::: READING TEXT :::
The earliest origins of United States Army Japan can be traced to General Douglas MacArthur's assumption of command of U.S. Army Forces in the Far East. In July 1941, USAFFE was established in Manila. The command was destroyed as the U.S. were defeated in the Japanese invasion of the Philippines. After the end of the Second World War, the Army Forces Far East title was resurrected as the land forces element of the Far East Command in Tokyo. When Far East Command was disestablished in 1957, several smaller U.S. Army commands were created.

U.S. Army Japan (USARJ) first appeared on 1 July 1957 as a major subordinate command of United States Army Pacific (USARPAC) in Hawaii. Reorganized in September 1968, USARJ employed a new structure to maximize operational efficiency, while keeping its existing missions and functions.

In May 1972, the reversion of Okinawa to Japanese control resulted in the realignment of the Army's Pacific commands, with HQ USARJ absorbing elements for Okinawa, adjusting the command chain. IX Corps was transferred from Okinawa, and collocated with this command, to become HQ USARJ/IX Corps.

In July 1974, a USARJ reorganization established three subordinate commands: U.S. Army Garrison, Honshu (USAGH); U.S. Army Garrison, Okinawa (USAGO); and the U.S. Army Medical Department Activity-Japan, (MEDDAC-JAPAN).
:::
- _TASK 1_
In the account of U.S. Army Japan's history, on what date did USARJ first appear?
- _TASK 2_
From the history of U.S. Army Japan, pull out everything from "The earliest origins" down to "missions and functions.".
- _TASK 3_
Extend the history of U.S. Army Japan past its final sentence.
::: INPUT DATA :::
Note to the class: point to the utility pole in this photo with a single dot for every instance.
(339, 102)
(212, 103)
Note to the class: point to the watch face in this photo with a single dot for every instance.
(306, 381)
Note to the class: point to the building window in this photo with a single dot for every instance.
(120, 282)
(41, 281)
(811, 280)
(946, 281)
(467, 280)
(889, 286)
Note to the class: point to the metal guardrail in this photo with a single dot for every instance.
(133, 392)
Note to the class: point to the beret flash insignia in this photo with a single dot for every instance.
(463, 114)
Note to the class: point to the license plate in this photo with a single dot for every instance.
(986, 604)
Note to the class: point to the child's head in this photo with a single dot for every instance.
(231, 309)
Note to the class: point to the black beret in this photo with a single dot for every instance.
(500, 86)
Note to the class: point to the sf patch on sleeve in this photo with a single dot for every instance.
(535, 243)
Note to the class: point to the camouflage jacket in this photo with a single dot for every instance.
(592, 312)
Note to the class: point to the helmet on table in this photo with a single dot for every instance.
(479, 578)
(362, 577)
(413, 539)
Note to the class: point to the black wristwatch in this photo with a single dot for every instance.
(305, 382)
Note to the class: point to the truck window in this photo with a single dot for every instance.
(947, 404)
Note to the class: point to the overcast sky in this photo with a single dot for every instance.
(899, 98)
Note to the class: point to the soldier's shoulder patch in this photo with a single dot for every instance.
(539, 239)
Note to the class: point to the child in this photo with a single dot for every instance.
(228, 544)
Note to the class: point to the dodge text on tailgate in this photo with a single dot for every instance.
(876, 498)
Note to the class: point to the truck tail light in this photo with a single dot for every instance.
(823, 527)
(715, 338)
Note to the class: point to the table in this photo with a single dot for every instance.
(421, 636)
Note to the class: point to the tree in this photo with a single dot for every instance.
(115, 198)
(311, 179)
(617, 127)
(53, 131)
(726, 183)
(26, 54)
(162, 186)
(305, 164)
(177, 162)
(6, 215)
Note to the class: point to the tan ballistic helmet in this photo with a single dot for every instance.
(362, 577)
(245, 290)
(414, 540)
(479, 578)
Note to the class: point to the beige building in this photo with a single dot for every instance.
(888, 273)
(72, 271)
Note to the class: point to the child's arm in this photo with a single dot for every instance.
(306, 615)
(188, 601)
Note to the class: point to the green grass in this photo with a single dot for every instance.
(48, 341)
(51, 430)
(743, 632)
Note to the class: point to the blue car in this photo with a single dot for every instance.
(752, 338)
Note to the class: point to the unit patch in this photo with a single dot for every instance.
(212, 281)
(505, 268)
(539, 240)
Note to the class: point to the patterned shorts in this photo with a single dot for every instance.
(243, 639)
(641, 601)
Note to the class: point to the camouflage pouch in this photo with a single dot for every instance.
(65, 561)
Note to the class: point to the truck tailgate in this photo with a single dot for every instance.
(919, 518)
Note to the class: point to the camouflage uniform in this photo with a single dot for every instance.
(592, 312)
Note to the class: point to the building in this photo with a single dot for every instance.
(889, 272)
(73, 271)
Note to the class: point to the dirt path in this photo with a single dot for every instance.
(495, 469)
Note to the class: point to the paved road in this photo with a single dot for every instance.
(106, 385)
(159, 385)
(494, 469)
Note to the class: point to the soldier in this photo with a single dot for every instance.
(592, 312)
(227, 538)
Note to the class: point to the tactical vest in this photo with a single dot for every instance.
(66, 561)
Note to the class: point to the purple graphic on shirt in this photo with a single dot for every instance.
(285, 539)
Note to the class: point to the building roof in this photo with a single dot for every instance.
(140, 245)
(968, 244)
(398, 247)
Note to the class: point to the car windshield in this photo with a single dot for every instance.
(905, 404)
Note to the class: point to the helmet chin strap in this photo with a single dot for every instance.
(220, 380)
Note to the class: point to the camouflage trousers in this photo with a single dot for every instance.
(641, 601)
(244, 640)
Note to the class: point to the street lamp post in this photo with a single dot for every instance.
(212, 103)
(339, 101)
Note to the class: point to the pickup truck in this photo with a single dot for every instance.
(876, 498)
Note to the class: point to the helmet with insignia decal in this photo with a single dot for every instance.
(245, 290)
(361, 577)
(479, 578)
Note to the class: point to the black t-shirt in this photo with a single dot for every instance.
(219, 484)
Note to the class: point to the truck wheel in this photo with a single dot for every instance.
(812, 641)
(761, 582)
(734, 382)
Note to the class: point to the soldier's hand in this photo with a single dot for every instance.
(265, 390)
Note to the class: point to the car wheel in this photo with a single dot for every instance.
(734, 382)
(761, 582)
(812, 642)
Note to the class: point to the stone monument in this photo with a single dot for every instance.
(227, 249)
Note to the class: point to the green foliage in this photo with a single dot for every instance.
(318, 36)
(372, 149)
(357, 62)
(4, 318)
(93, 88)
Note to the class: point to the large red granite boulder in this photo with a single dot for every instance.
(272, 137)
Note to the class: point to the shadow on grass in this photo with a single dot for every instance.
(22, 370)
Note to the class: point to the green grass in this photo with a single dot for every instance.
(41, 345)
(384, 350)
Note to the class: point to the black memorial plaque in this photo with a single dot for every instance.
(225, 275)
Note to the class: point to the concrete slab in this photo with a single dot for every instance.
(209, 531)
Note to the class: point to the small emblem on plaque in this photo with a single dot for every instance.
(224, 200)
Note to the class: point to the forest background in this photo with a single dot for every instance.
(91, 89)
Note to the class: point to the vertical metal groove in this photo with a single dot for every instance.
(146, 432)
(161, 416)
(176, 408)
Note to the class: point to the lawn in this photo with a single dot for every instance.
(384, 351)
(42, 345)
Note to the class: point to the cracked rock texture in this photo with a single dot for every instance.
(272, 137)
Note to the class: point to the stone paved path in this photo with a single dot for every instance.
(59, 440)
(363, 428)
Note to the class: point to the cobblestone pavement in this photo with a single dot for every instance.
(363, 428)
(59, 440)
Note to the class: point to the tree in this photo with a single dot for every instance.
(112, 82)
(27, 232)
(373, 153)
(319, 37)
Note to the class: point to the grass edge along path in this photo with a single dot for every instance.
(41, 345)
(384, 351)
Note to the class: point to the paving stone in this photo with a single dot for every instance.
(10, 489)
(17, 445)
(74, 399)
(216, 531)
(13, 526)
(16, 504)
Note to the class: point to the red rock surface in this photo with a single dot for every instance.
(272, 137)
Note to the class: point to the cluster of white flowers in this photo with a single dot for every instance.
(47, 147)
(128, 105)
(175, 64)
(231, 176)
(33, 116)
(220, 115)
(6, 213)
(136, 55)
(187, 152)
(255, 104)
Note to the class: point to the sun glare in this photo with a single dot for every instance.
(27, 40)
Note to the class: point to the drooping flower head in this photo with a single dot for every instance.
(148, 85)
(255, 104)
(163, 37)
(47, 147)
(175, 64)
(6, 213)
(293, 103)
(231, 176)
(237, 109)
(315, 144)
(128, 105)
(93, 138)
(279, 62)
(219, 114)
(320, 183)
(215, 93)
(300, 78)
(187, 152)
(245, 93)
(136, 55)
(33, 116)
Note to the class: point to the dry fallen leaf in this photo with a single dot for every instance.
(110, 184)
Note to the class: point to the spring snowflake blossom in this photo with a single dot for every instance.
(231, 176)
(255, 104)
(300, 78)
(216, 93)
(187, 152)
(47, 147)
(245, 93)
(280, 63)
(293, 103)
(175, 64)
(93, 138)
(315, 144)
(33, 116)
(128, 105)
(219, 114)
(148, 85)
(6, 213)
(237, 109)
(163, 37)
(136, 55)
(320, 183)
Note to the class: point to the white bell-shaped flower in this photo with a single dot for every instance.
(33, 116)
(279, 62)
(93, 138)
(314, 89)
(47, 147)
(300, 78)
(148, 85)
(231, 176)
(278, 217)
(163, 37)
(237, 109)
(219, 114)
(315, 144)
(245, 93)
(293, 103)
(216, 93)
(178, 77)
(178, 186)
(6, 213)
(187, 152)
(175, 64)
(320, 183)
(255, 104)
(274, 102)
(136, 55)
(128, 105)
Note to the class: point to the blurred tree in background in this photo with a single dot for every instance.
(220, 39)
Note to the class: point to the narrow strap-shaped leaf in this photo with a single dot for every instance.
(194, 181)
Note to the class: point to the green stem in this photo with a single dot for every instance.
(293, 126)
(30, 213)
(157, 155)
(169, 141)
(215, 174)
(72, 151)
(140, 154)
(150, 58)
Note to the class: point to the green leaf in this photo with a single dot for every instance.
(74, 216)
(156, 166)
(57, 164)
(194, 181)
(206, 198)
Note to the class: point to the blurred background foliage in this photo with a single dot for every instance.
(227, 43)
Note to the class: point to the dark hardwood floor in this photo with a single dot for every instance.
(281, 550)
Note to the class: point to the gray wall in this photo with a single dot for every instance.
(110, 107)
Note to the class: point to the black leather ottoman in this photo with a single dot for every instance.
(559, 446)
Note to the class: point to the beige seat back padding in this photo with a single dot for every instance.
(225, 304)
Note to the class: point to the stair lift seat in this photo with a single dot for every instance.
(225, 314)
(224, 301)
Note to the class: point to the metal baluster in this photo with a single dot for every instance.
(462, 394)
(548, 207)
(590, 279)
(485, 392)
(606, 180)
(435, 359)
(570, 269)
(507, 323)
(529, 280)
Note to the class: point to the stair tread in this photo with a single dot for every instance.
:::
- _YOUR RESPONSE 1_
USARJ first appeared on 1 July 1957.

- _YOUR RESPONSE 2_
The earliest origins of United States Army Japan can be traced to General Douglas MacArthur's assumption of command of U.S. Army Forces in the Far East. In July 1941, USAFFE was established in Manila. The command was destroyed as the U.S. were defeated in the Japanese invasion of the Philippines. After the end of the Second World War, the Army Forces Far East title was resurrected as the land forces element of the Far East Command in Tokyo. When Far East Command was disestablished in 1957, several smaller U.S. Army commands were created.

U.S. Army Japan (USARJ) first appeared on 1 July 1957 as a major subordinate command of United States Army Pacific (USARPAC) in Hawaii. Reorganized in September 1968, USARJ employed a new structure to maximize operational efficiency, while keeping its existing missions and functions.

- _YOUR RESPONSE 3_
In January 1975, with the discontinuance of USARPAC, USARJ was designated a major Army command, reporting directly to the Department of the Army.

In August 1990, USARPAC was reestablished. USARJ became a major subordinate command of that headquarters, as well as continuing as the Army Component Command of U.S. Forces, Japan (USFJ). In 1994, IX Corps was replaced by 9th Theater Army Area Command. In November 1999, it was redesignated the 9th Theater Support Command (TSC). There were several minor reorganizations and redesignations over the next decade, so that by September 2001, USARJ consisted of logistics bases in Japan and Okinawa.

In September 2007, the 9th TSC was inactivated. In December 2007, I Corps (Forward) was activated in Japan in line with the Army's transformation efforts. USARJ remains headquartered at Camp Zama, where it engages in numerous bilateral activities with the Japan Ground Self-Defense Force (JGSDF), and performs duties as United States Forces Japan's Army Component Command.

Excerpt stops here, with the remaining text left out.